### Data records
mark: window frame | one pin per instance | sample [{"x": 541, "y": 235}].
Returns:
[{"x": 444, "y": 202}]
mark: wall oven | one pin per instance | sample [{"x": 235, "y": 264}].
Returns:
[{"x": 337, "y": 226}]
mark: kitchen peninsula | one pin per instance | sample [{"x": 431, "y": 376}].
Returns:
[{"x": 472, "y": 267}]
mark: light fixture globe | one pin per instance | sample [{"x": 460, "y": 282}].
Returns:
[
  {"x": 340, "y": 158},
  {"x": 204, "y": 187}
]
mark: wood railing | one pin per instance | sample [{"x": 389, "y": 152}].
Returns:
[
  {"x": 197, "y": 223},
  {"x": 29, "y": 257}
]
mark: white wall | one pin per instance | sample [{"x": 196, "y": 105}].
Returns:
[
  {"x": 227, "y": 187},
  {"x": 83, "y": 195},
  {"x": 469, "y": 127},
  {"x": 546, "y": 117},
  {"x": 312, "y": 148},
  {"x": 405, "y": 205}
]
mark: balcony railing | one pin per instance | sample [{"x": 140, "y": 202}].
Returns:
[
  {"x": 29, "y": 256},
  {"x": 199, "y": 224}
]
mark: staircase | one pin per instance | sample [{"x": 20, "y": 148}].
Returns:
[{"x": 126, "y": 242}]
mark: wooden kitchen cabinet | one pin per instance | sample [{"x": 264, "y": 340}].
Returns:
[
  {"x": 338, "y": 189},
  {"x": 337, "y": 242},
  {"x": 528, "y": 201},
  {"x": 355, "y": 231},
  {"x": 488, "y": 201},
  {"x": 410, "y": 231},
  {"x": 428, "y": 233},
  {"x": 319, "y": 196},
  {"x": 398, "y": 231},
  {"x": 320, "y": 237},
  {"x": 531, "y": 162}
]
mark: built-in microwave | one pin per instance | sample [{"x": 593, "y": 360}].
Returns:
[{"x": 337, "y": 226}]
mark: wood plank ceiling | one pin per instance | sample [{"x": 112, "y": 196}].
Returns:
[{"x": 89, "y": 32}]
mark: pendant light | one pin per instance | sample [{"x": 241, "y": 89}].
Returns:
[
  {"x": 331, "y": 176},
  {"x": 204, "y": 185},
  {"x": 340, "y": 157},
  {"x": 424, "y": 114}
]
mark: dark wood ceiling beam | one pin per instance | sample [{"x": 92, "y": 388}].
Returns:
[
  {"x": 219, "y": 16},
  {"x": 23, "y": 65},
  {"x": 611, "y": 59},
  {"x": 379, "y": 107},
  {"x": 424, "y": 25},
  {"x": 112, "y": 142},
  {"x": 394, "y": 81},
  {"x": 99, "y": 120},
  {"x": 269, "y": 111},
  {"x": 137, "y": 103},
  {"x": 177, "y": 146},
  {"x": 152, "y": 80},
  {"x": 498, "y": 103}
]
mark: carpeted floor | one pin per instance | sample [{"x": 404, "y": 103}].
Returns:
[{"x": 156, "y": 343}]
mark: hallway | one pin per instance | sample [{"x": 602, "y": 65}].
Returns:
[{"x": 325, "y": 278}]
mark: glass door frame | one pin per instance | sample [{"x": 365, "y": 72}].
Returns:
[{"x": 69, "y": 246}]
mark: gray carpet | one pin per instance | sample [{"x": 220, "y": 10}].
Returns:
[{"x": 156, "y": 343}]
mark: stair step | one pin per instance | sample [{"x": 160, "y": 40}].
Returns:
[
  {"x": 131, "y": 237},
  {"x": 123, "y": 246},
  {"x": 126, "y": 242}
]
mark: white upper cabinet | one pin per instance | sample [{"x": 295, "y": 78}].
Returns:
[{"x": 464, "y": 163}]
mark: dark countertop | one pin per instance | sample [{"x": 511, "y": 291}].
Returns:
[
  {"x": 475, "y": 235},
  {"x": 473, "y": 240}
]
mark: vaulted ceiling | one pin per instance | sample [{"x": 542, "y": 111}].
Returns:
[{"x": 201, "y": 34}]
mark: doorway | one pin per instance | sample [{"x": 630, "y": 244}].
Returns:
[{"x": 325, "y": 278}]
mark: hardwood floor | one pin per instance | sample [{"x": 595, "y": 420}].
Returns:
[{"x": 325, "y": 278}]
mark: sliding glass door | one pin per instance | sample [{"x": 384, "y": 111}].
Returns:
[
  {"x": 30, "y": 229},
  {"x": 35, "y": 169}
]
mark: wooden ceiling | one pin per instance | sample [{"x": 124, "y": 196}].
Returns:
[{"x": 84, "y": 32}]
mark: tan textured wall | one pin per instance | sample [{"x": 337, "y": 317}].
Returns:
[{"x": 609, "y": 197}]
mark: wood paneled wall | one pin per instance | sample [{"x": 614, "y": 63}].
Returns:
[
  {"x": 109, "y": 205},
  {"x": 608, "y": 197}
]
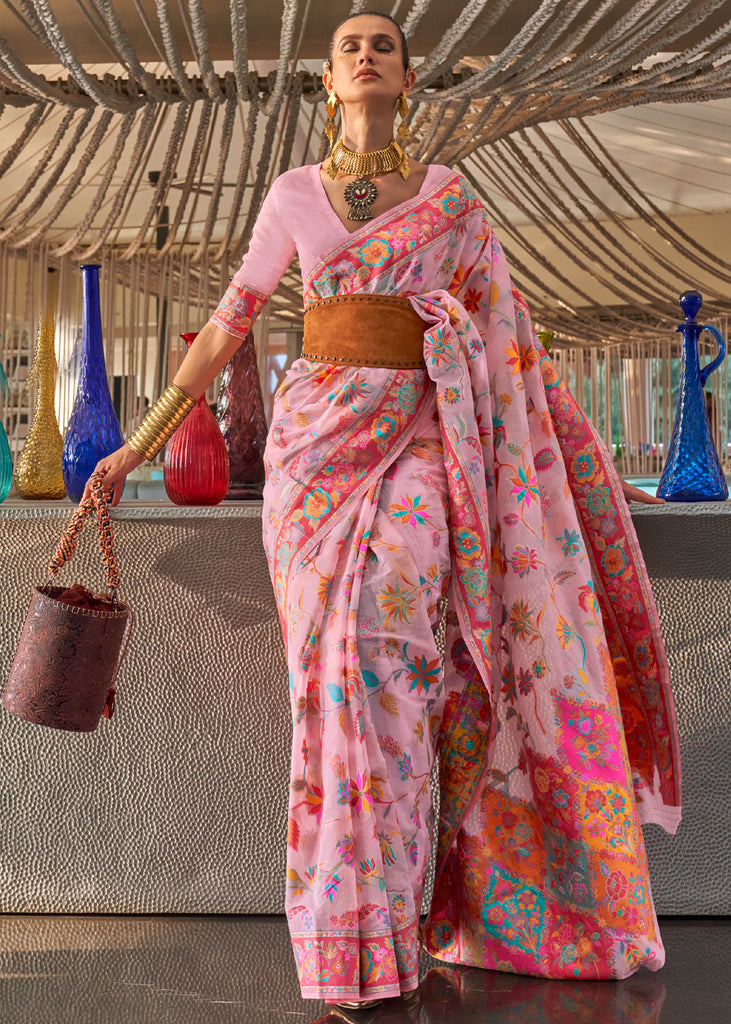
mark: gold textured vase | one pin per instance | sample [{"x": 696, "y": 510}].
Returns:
[{"x": 38, "y": 470}]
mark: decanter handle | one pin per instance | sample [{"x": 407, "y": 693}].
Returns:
[{"x": 707, "y": 370}]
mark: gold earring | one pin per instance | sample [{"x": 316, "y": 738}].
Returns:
[
  {"x": 331, "y": 108},
  {"x": 331, "y": 129},
  {"x": 402, "y": 131}
]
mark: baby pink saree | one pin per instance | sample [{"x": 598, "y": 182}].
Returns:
[{"x": 476, "y": 482}]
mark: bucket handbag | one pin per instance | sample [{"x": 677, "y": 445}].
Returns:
[{"x": 73, "y": 641}]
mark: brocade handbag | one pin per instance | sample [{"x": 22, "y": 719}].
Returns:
[{"x": 73, "y": 641}]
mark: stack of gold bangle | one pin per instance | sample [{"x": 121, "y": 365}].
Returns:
[{"x": 161, "y": 422}]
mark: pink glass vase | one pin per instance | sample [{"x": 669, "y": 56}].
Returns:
[{"x": 196, "y": 459}]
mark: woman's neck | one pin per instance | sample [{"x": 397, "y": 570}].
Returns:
[{"x": 366, "y": 131}]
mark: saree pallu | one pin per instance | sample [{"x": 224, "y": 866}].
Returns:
[{"x": 477, "y": 479}]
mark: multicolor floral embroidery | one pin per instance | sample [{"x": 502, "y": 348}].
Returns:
[
  {"x": 239, "y": 308},
  {"x": 387, "y": 491}
]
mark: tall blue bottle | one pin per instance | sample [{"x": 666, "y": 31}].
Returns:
[
  {"x": 692, "y": 471},
  {"x": 93, "y": 429},
  {"x": 5, "y": 457}
]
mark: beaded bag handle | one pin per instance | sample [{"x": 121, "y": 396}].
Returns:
[{"x": 98, "y": 502}]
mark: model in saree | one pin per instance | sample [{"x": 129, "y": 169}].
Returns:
[{"x": 425, "y": 455}]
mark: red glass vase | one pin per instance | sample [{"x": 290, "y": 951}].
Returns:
[
  {"x": 243, "y": 423},
  {"x": 196, "y": 459}
]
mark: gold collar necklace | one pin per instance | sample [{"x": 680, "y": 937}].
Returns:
[{"x": 361, "y": 194}]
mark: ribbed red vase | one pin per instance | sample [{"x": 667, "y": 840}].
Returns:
[{"x": 196, "y": 459}]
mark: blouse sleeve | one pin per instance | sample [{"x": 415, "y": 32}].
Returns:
[{"x": 270, "y": 251}]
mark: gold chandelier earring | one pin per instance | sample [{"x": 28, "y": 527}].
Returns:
[
  {"x": 331, "y": 129},
  {"x": 402, "y": 131}
]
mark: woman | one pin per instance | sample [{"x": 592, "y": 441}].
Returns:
[{"x": 424, "y": 449}]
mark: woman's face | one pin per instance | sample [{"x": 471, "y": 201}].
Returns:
[{"x": 368, "y": 62}]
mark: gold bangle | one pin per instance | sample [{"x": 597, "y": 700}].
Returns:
[{"x": 161, "y": 422}]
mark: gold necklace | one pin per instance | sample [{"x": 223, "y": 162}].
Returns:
[{"x": 361, "y": 194}]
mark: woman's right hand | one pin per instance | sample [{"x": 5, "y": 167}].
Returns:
[{"x": 115, "y": 468}]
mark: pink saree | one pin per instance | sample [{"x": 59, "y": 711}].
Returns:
[{"x": 477, "y": 483}]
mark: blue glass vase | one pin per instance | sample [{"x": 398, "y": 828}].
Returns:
[
  {"x": 692, "y": 471},
  {"x": 5, "y": 457},
  {"x": 93, "y": 429}
]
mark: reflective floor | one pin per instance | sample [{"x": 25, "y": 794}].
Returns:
[{"x": 94, "y": 970}]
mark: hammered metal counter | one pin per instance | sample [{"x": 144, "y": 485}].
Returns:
[{"x": 178, "y": 804}]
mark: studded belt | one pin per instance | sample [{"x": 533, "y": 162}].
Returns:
[{"x": 364, "y": 331}]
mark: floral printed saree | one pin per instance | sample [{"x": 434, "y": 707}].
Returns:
[{"x": 474, "y": 487}]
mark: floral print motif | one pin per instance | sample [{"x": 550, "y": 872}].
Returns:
[
  {"x": 397, "y": 489},
  {"x": 239, "y": 308}
]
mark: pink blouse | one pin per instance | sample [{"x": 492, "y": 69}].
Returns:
[{"x": 296, "y": 217}]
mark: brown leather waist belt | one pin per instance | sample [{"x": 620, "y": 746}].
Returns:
[{"x": 364, "y": 331}]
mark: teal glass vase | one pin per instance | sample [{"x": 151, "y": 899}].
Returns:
[
  {"x": 692, "y": 471},
  {"x": 93, "y": 429}
]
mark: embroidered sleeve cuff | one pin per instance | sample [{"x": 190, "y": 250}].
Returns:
[{"x": 239, "y": 308}]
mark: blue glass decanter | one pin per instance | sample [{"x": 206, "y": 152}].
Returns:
[
  {"x": 93, "y": 428},
  {"x": 5, "y": 457},
  {"x": 692, "y": 471}
]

### Instruction
Starting at the line containing "mark: hammered metal" and ending at the end of the listing above, give those lines again with "glass" renamed to "crystal" throughout, leaving everything else unchanged.

### Exercise solution
mark: hammered metal counter | one pin per instance | sample [{"x": 144, "y": 485}].
Returns:
[{"x": 178, "y": 804}]
mark: studded belt | one pin per instance | sample [{"x": 533, "y": 162}].
Returns:
[{"x": 364, "y": 331}]
mark: floral printed saree | one pin per instance | sample [{"x": 434, "y": 707}].
Returns:
[{"x": 474, "y": 487}]
mark: floral print motif | one pin per instance | sample [{"x": 550, "y": 872}].
Returns:
[
  {"x": 397, "y": 489},
  {"x": 239, "y": 308}
]
mark: pink blouse | one pin per instance | sample [{"x": 492, "y": 69}].
Returns:
[{"x": 296, "y": 217}]
mark: brown leather waist belt | one pin per instance | sample [{"x": 620, "y": 746}].
Returns:
[{"x": 364, "y": 331}]
mark: teal crystal vase | one pin per instance | sample [{"x": 151, "y": 899}].
Returns:
[
  {"x": 692, "y": 471},
  {"x": 93, "y": 429}
]
mark: embroidered sleeve cuff | one pin per instance | sample [{"x": 190, "y": 250}].
Returns:
[{"x": 239, "y": 308}]
mark: blue crystal decanter | one pin per instance | sample [{"x": 206, "y": 152}].
Returns:
[
  {"x": 93, "y": 428},
  {"x": 5, "y": 457},
  {"x": 692, "y": 471}
]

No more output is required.